### What to do
The answer must be an exact copy of the lines from the one containing "Tag the blurred foliage" through the final line of the material, both included, and nothing else.

### Exercise input
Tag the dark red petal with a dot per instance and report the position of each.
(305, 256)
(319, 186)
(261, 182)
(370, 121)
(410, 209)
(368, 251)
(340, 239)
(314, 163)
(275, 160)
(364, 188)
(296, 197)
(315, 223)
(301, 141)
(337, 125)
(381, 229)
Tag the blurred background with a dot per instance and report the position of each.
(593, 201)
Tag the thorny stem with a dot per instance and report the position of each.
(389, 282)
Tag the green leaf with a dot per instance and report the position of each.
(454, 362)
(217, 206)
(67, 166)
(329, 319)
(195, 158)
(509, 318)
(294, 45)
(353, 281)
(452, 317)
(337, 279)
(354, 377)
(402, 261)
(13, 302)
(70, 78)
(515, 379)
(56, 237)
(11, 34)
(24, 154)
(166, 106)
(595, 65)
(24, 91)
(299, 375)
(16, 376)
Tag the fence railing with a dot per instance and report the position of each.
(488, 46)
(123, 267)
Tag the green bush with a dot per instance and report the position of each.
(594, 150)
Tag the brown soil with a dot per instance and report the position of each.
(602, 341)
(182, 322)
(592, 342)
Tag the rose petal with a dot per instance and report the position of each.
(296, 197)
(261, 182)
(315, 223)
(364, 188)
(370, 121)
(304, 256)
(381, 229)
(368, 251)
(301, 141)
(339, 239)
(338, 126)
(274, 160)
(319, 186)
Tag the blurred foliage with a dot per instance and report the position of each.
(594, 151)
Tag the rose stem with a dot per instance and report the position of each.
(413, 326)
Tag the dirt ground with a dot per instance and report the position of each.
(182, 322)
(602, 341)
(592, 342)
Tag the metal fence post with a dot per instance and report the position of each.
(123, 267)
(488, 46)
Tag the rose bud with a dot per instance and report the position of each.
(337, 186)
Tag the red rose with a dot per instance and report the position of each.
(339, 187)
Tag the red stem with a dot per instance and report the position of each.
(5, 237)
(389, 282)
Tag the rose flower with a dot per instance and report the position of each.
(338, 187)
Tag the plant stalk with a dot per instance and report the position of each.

### Output for this task
Tag the blurred foliage with a dot per instance and report the position of each.
(594, 151)
Tag the rose stem with a dot per instance and report the position of each.
(413, 326)
Tag the dirt ground with a dot per instance and report the position of each.
(182, 322)
(602, 341)
(592, 342)
Tag the metal fence post with a dot per instance and report the position of each.
(123, 267)
(488, 46)
Tag the rose bud with a dot per instance and report the position of each.
(337, 186)
Tag the red rose with a dot per instance and report the position of each.
(339, 187)
Tag the red stem with a dot per instance and report the position of each.
(5, 237)
(389, 282)
Tag the rose flower with a dot per instance and report the position of each.
(338, 187)
Tag the plant stalk with a dot per instance and report the position of each.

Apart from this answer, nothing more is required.